제라르도 온도미하
(Gerardo Ondo Micha)
1iD
김철환
(Chul-Hwan Kim)
†iD
-
(Dept. of Electrical and Computer Engineering Sungkyunkwan University, Korea.)
Copyright © The Korean Institute of Electrical Engineers(KIEE)
Key words
Distribution energy sources, ensemble regression, intermittency of renewable energy. power forecasting, Support Vector Machine.
1. Introduction
Global warming has become a modern phenomenon as a result of the widespread use of
fossil fuels to produce energy. As a result, renewable energy resources could be a
feasible solution to this issue in terms of reducing carbon dioxide (CO2) emissions
and preserving pollution levels (1). Renewable energy sources such as solar, wind, hydro, tidal, geothermal, and biofuels
are all intriguing. The ecosystem will not be harmed by these pollution-free renewable
energy sources (2). Many scientists and researchers have looked into and determined the potential of
renewable energy sources including solar, wind, and hydropower (3).
Because of its clean, cost-free, and plentiful energy benefits, solar energy is one
of the most promising energy sources (4). As a result, solar power has a strong demand for power generation as part of efforts
to address these environmental problems. However, because of various environmental
factors such as ambient temperature, solar radiation, shadows, humidity, and wind
speed, the output power of photovoltaic (PV) panels is unpredictable and spontaneous.
These are some of the difficulties that grid operators must overcome to effectively
operate the power supply system (5). To address these issues, several strategies for balancing electric power consumption
and generation have been created. One of the techniques for improving the operating
reliability of power systems is to forecast demand on loads in the short term (6).

----

### REQUEST
In the provided passage, what technique is named for improving the operating reliability of power systems? The rows below the passage come from a separate source.

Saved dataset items
----

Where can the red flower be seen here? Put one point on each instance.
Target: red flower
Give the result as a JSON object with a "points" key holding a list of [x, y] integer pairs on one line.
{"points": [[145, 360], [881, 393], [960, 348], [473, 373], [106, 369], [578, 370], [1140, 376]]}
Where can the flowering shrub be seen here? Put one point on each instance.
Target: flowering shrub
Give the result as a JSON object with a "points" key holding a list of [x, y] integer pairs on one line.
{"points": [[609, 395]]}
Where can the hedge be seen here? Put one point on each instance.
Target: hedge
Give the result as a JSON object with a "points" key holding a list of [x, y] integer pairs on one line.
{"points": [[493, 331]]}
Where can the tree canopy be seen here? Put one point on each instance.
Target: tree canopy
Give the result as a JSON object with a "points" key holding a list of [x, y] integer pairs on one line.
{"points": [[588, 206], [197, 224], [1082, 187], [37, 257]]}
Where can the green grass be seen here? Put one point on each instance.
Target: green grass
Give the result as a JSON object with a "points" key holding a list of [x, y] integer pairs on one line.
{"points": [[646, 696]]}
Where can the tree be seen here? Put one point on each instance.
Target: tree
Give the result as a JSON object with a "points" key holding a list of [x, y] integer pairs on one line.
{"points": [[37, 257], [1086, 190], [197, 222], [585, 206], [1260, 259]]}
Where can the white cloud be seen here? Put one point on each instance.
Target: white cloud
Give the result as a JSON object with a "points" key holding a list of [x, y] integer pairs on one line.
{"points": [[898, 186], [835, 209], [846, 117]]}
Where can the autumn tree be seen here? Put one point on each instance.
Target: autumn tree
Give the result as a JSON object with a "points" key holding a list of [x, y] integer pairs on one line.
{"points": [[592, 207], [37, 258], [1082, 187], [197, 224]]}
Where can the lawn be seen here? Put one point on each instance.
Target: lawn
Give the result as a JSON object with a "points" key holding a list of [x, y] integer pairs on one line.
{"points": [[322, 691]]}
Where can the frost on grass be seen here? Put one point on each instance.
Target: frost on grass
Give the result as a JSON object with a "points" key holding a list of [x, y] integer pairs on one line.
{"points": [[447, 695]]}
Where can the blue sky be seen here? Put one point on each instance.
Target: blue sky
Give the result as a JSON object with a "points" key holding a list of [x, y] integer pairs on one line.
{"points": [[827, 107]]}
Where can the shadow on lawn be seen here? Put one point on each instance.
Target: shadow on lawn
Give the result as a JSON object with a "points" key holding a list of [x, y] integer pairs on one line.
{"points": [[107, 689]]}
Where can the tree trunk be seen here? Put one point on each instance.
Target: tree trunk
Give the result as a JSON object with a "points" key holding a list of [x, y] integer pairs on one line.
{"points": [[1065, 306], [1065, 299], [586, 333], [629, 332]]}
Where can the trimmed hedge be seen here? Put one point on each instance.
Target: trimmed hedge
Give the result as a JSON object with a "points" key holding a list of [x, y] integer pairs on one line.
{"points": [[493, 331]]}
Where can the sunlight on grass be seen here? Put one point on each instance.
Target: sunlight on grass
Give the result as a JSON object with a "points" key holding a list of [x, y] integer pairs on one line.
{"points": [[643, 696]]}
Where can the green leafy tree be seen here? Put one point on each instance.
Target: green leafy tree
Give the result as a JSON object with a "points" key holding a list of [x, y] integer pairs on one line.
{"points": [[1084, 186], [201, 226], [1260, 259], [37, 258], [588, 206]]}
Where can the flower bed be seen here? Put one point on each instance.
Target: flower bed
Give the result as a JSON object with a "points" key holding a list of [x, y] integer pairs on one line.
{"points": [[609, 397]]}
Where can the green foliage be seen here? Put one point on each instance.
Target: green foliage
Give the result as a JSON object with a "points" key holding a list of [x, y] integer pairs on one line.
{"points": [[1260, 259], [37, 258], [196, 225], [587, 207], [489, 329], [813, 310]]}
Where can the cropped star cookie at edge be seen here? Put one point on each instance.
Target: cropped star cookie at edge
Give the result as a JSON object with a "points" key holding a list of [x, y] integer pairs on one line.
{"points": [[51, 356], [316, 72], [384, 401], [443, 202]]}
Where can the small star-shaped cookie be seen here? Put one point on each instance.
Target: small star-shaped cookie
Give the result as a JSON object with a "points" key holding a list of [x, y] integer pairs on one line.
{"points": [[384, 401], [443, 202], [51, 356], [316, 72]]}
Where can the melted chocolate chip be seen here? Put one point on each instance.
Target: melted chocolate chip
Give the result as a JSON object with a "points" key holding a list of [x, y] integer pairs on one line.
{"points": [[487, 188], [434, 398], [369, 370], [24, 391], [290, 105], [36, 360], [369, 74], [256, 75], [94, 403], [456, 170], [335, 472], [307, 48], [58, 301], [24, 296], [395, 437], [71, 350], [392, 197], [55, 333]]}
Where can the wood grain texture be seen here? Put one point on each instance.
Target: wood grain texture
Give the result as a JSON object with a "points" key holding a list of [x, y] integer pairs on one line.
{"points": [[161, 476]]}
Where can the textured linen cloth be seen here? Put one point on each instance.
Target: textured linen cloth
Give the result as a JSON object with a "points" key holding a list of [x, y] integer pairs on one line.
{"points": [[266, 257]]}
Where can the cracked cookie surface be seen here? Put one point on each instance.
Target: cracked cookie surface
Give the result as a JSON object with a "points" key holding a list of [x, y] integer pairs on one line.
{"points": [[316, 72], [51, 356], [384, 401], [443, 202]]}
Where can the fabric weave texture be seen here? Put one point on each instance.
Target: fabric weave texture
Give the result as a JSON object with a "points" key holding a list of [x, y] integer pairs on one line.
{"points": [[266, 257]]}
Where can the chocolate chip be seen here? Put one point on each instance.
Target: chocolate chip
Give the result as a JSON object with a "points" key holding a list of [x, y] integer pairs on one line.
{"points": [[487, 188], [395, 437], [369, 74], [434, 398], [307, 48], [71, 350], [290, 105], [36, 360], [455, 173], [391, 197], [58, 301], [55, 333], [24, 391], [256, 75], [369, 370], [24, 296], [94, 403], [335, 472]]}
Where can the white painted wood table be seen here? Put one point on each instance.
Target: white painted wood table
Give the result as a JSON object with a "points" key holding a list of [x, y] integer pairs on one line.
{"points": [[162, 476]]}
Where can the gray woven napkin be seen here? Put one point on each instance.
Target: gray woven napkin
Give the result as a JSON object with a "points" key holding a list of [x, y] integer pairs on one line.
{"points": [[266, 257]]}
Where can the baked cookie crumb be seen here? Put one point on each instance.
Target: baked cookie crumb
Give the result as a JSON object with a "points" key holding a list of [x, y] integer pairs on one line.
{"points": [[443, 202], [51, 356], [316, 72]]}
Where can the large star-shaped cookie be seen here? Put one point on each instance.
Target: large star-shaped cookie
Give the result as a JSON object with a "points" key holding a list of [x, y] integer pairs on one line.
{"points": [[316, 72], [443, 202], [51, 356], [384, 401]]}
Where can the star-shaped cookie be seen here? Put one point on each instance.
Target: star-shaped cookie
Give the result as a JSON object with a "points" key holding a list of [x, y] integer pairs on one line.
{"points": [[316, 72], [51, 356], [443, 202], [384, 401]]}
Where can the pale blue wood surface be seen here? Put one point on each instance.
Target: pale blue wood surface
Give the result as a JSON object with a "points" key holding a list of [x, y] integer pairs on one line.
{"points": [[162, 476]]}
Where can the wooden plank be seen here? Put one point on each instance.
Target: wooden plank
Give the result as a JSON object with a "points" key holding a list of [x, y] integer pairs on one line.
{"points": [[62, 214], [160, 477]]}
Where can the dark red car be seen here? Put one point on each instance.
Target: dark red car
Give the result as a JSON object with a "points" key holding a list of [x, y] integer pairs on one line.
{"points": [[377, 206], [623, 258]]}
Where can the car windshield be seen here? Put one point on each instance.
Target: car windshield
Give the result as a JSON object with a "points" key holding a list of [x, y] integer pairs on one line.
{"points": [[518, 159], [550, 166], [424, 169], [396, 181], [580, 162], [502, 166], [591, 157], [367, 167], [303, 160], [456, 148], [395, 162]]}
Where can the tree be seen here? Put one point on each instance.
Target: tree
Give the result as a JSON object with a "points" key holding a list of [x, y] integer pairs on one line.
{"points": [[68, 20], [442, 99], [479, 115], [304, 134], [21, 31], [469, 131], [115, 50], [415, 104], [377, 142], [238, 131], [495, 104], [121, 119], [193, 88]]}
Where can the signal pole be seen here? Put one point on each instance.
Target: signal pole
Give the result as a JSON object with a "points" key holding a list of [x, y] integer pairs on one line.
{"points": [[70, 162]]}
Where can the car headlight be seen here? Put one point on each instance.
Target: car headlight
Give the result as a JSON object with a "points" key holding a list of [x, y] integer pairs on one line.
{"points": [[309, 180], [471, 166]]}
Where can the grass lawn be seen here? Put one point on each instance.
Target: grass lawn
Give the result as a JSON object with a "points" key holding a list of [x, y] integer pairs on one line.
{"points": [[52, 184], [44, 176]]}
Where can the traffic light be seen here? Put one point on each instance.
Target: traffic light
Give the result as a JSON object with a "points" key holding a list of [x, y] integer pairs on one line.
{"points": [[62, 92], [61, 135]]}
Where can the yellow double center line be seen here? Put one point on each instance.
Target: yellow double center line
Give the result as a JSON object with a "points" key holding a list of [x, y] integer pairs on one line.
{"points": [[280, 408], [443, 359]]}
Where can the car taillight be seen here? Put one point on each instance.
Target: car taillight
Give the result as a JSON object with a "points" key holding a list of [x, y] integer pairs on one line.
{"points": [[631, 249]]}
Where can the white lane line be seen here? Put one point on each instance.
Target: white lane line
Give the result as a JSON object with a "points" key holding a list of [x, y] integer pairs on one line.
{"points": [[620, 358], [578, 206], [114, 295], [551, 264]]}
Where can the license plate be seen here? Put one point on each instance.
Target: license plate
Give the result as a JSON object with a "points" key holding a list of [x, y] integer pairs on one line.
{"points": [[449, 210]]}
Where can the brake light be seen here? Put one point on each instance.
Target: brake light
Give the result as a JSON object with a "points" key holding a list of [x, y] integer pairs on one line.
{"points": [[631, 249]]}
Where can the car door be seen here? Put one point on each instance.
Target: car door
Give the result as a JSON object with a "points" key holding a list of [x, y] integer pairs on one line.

----

### FULL SOLUTION
Forecasting demand on loads in the short term.